◆ **Aim of the exercise**: In the text about the rain, at about what time did the serious rain begin?

When I ran into Neighbor L yesterday morning she said there was a ‘90% chance’ of rain forecast for yesterday. There being not a cloud in the sky visible through all the secondhand smoke I had my doubts. But the day was windy and unsettled and only a moron seriously tries to predict the weather around here, especially during winter and monsoon. So I was surprised but not flabbergasted when, for literally the first time all spring and summer…
…it actually rained! Water fell from the sky before my very eyes.
And not just a sprinkling to settle the dust, either. Look at the drainage ditch! My porch gutter is doing something besides bleaching in the sun!
The serious rain began at about ten minutes to six, so technically it was during the day rather than evening and my stated prediction was false – but I was only going with the safe odds. It’s monsoon and rain has been predicted before. So far only a little thunder and sometimes a brief sprinkle. This is the first real rain since winter. The cattlemen gave up on grazing their herd here early last month, which is one blessing of a drought.
Appears to have rained off and on during the night, too. I’d be interested to hear what the actual rainfall was, except nobody measures that at or near the Gulch. Probably we just finally got lucky and were under one of the small wandering storm cells we normally see watering the horizon.

◆ **Supplied information**:
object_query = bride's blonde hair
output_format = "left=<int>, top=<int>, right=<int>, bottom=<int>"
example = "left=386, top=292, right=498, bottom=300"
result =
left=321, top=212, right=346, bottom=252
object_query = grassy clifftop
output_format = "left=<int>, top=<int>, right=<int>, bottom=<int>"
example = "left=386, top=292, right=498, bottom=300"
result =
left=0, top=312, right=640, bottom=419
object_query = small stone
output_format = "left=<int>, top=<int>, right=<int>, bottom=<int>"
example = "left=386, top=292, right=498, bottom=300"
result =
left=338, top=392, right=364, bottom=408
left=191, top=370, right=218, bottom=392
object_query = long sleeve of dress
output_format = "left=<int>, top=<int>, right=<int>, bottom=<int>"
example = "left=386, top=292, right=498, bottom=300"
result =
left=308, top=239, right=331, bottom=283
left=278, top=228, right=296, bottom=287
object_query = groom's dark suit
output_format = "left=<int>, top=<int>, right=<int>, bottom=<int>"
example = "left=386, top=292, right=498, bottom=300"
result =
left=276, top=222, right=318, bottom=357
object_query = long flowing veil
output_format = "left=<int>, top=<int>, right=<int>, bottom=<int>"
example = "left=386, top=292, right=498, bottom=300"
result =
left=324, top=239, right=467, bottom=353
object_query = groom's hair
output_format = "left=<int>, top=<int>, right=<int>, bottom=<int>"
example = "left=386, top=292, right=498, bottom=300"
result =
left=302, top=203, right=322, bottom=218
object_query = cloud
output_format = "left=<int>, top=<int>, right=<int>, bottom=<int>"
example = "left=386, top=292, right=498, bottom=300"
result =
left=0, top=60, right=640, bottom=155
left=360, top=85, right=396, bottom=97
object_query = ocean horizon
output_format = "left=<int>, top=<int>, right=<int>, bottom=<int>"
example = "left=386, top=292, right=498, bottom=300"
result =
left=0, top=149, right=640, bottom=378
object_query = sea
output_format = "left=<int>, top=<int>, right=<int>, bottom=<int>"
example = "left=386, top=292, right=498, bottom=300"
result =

◆ **Solution to this exercise**: At about ten minutes to six.